> _Your goal_:
Could you rewrite all of the entries below, replacing every "whereabouts" with "location" and leaving everything else unchanged? Omit the pictures from your answer.

> _Data shown_:
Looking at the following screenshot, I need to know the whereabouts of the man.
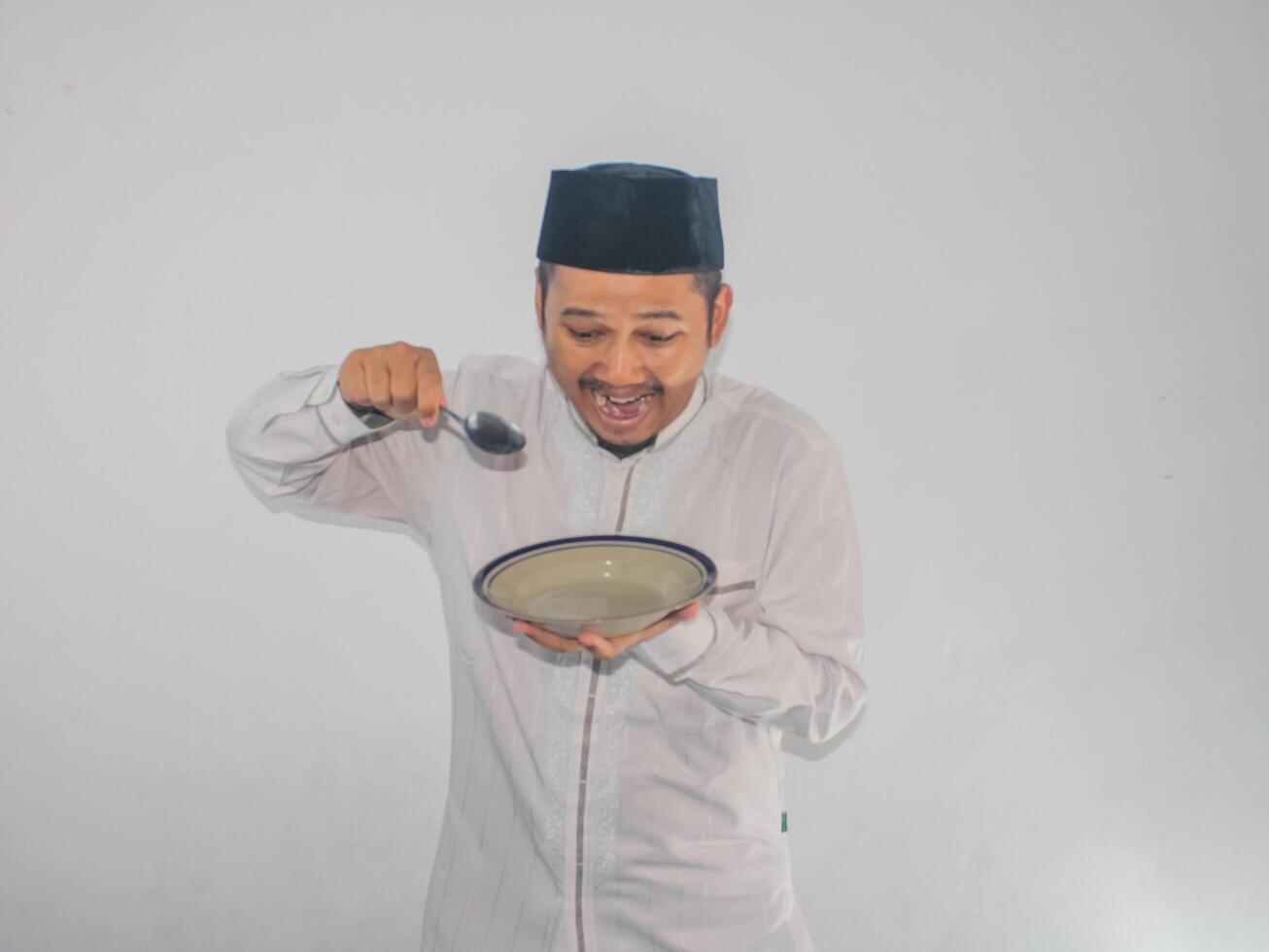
[227,164,864,952]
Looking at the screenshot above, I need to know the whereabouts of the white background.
[0,0,1269,952]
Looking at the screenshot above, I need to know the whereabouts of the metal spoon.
[440,406,524,453]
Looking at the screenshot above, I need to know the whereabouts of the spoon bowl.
[440,406,524,456]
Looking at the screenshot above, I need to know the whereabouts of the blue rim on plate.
[472,535,718,622]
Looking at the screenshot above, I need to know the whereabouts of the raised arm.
[225,341,445,538]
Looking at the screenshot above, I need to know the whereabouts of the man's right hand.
[339,340,447,426]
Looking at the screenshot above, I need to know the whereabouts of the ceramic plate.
[472,535,718,637]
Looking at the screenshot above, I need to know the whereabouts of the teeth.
[594,390,655,406]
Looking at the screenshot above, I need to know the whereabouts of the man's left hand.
[511,601,701,662]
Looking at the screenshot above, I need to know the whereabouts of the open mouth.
[588,390,656,429]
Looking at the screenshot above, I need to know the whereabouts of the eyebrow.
[560,307,683,322]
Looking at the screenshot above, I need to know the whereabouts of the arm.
[225,364,435,530]
[634,444,867,742]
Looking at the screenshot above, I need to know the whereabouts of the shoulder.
[709,373,838,460]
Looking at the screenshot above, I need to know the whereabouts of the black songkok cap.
[538,162,722,274]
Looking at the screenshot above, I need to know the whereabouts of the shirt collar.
[543,363,708,456]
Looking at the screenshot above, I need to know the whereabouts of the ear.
[709,285,733,347]
[533,268,546,332]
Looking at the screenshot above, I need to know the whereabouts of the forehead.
[551,265,701,310]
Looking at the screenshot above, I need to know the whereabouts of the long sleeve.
[634,444,867,742]
[225,364,422,530]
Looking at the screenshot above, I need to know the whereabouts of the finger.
[389,341,419,417]
[644,601,701,636]
[577,630,622,662]
[361,348,393,413]
[415,357,445,426]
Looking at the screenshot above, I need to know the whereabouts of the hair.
[538,261,722,343]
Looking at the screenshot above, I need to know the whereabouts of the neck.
[592,430,656,459]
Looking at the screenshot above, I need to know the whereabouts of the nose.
[604,339,647,390]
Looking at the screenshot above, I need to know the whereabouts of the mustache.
[577,376,665,393]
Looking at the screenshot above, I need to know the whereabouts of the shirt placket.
[566,453,642,952]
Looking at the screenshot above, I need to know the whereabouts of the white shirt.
[227,357,866,952]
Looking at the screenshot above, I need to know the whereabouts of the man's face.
[536,265,733,444]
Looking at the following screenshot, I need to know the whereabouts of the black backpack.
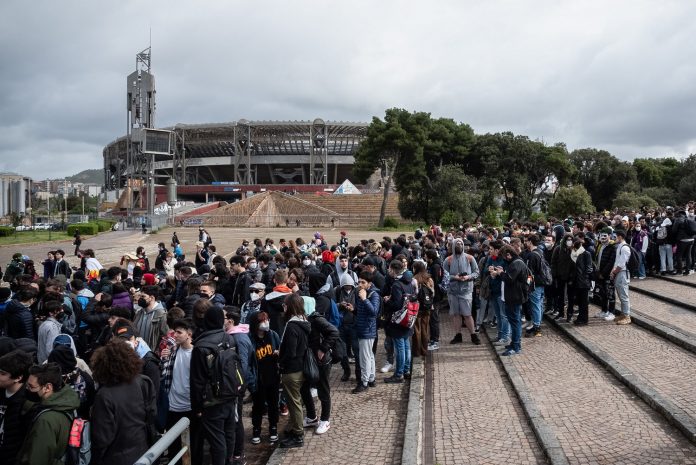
[418,286,435,312]
[621,244,640,276]
[196,333,246,402]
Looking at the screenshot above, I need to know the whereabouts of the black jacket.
[190,328,237,413]
[278,320,311,373]
[500,258,528,305]
[92,376,156,465]
[308,312,341,364]
[4,300,36,340]
[575,250,594,289]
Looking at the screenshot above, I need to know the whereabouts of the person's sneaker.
[350,383,367,394]
[379,362,394,373]
[280,434,304,449]
[314,421,331,434]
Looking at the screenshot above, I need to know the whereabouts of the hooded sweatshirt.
[17,385,80,465]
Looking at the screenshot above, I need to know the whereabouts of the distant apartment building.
[0,173,32,217]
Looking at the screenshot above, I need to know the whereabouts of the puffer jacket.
[551,234,575,281]
[17,385,80,465]
[353,284,382,339]
[3,300,36,340]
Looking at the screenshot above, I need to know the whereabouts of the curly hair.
[90,338,143,386]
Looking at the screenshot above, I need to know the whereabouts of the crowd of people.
[0,204,696,465]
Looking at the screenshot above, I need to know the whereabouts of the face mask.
[24,389,41,403]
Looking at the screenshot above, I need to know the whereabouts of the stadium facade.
[103,118,367,190]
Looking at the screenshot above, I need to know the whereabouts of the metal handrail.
[134,417,191,465]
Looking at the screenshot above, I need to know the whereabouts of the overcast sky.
[0,0,696,180]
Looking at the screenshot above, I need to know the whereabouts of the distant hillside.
[65,169,104,184]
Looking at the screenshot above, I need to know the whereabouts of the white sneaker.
[314,421,331,434]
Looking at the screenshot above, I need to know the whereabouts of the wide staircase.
[297,192,403,226]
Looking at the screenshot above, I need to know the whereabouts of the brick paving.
[426,321,546,465]
[274,333,408,465]
[630,275,696,305]
[574,315,696,418]
[502,323,696,464]
[628,294,696,334]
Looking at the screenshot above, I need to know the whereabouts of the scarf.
[570,246,585,263]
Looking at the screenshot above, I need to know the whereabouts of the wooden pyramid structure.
[202,191,341,227]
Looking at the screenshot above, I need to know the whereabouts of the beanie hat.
[48,345,77,375]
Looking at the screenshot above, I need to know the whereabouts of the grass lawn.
[0,231,76,245]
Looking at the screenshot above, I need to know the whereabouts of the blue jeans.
[488,295,510,340]
[505,304,522,352]
[529,286,544,327]
[392,336,411,376]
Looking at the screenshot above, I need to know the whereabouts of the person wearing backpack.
[411,260,435,357]
[17,363,79,465]
[278,293,311,448]
[672,210,696,276]
[443,238,481,345]
[300,292,341,434]
[383,260,416,383]
[524,234,548,337]
[491,245,528,357]
[610,229,631,325]
[190,307,241,465]
[572,238,594,326]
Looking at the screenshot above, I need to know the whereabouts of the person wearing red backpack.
[383,260,416,383]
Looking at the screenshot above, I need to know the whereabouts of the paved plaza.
[0,228,696,465]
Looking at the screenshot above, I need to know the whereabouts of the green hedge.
[68,223,99,236]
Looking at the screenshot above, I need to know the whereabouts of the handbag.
[302,346,319,384]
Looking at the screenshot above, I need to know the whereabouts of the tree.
[353,108,430,227]
[614,192,658,211]
[548,185,595,218]
[570,148,638,210]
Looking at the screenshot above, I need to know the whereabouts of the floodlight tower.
[126,47,155,216]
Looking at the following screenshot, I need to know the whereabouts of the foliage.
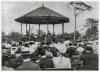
[8,32,21,41]
[83,18,98,39]
[69,1,92,16]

> _Solved exercise_:
Looking at the following screenshot, I need to know the location of the man.
[227,164,864,952]
Looking at the screenshot above, I need to know the location of the white background.
[0,0,1269,952]
Looking at the screenshot above, I need to know the location of the metal spoon.
[440,406,524,453]
Looking at the screenshot above, I need to know the location of the spoon bowl.
[440,406,524,456]
Looking at the screenshot above, I need to know the location of the blue rim on plate.
[472,535,718,622]
Looking at the screenshot above, I need to know the location of the raised arm.
[225,341,445,538]
Looking at the screenshot above, I need to know the location of the man's right hand.
[339,340,447,426]
Looking at the screenshot above, I need to know the location of the ceramic plate.
[472,535,718,637]
Looking at the screenshot above, I need to know the location of the teeth.
[594,390,655,406]
Looking at the screenshot above, I need to know the location of the man's left hand.
[511,601,701,662]
Looking at the screenshot above, I need to know the location of the open mouth.
[588,390,656,429]
Looking at the screenshot above, I need to know the location of the eyebrow.
[560,307,683,322]
Looking at the screenshot above, I need to know the location of the arm.
[225,364,435,530]
[634,444,867,742]
Looking at the screenshot above, I need to know the location of the shoulder.
[709,373,838,460]
Looking at the screenshot above, I need to know the location of the black songkok cap.
[538,162,722,274]
Looking at the screenshot above, I need to know the location of the shirt collar.
[543,363,708,456]
Looking at the screenshot above, I need to know the location of the ear.
[709,285,733,347]
[533,268,546,332]
Looking at the screenshot above, I need to know the location of the forehead.
[551,265,701,310]
Looking at the screenshot above, I need to know the location of the long sleeve.
[634,444,867,742]
[225,364,422,530]
Looking at the screenshot above, I need to know the location of the finger.
[389,341,419,417]
[644,601,701,636]
[577,630,622,662]
[361,348,393,413]
[415,357,445,426]
Looking at the screenshot above, I need to know the location of the hair.
[538,261,722,343]
Looking at the screenshot above, I need to know the location of the neck.
[592,430,656,459]
Looking at the screenshot above, I need to know the location of the nose.
[604,339,647,390]
Looking at the screenshot above, I need to know the location of the mustache.
[577,376,665,393]
Looking at the screenshot above, I need to know the location of the shirt placket.
[566,453,642,952]
Looking at the screenshot above, I need to know the location of the white shirt.
[227,357,866,952]
Looking at the screenshot above, I need to know the location of the man's face.
[536,265,733,444]
Looking at the following screenshot, I need to know the location of the black backpack.
[418,286,435,312]
[621,244,640,276]
[196,333,246,402]
Looking at the screenshot above, I need to know the location of the black jacket.
[190,328,237,413]
[278,320,311,373]
[500,258,528,305]
[92,376,156,465]
[308,312,341,364]
[4,300,36,340]
[575,250,594,289]
Looking at the screenshot above, I need to know the location of the person's sneaker.
[350,383,367,394]
[379,362,394,373]
[280,434,304,449]
[314,421,331,434]
Looking at the screenshot above, I need to know the location of the hooded sweatshirt.
[17,385,80,465]
Looking at the screenshot above, I need to know the location of the distant apartment building.
[0,173,32,217]
Looking at the screenshot above, I need to know the location of the puffer jacket.
[551,234,575,281]
[17,385,80,465]
[353,284,382,339]
[3,300,36,340]
Looking at the screenshot above, I need to know the location of the curly hair.
[90,338,143,386]
Looking at the screenshot above, I need to know the location of the crowd of people.
[0,204,696,465]
Looking at the screenshot above, I need to know the location of the face mask.
[24,389,41,403]
Looking at the screenshot above, I need to know the location of the stadium facade.
[103,118,367,190]
Looking at the screenshot above, I need to know the location of the metal handrail.
[134,417,191,465]
Looking at the screenshot above, I need to know the location of the overcast sky.
[0,0,696,180]
Looking at the screenshot above, I need to know the location of the distant hillside.
[65,169,104,184]
Looking at the screenshot above, I need to know the location of the white sneaker.
[314,421,331,434]
Looking at the screenshot above, I need to know the location of the wide staircase.
[297,192,403,226]
Looking at the screenshot above, I need to know the location of the brick paving.
[426,321,546,465]
[274,333,408,465]
[630,275,696,305]
[574,315,696,418]
[502,323,696,464]
[628,294,696,334]
Looking at the screenshot above, I need to know the location of the scarf.
[570,246,585,263]
Looking at the screenshot above, I need to know the location of the wooden pyramid structure.
[202,191,341,227]
Looking at the screenshot above, I need to know the location of the beanie hat.
[48,345,77,375]
Looking at the screenshot above, I need to know the location of the grass lawn.
[0,231,76,245]
Looking at the screenshot above, I need to know the location of the blue jeans.
[488,295,510,340]
[505,304,522,352]
[529,286,544,327]
[392,336,411,376]
Looking at the screenshot above, I need to know the location of the person wearing backpack.
[411,260,435,357]
[17,363,79,465]
[278,293,311,448]
[672,210,696,276]
[443,238,481,345]
[300,292,341,434]
[383,260,416,383]
[524,234,548,337]
[491,245,528,357]
[610,229,631,325]
[190,307,241,465]
[572,238,594,326]
Looking at the screenshot above, I need to know the location of the person wearing red backpack.
[383,260,416,383]
Looking at the screenshot above, I need to know the location of the paved plaza.
[0,228,696,465]
Looking at the screenshot above, I need to know the location of the green hedge.
[68,223,99,236]
Looking at the screenshot above, I need to know the location of the handbag.
[302,346,319,384]
Looking at the screenshot above, I need to know the location of the tree.
[353,108,430,227]
[614,192,658,211]
[548,185,595,218]
[570,148,638,210]
Looking at the screenshot above, I need to know the location of the floodlight tower.
[126,47,155,216]
Looking at the following screenshot, I need to know the location of the foliage.
[8,32,21,41]
[83,18,98,39]
[69,1,92,16]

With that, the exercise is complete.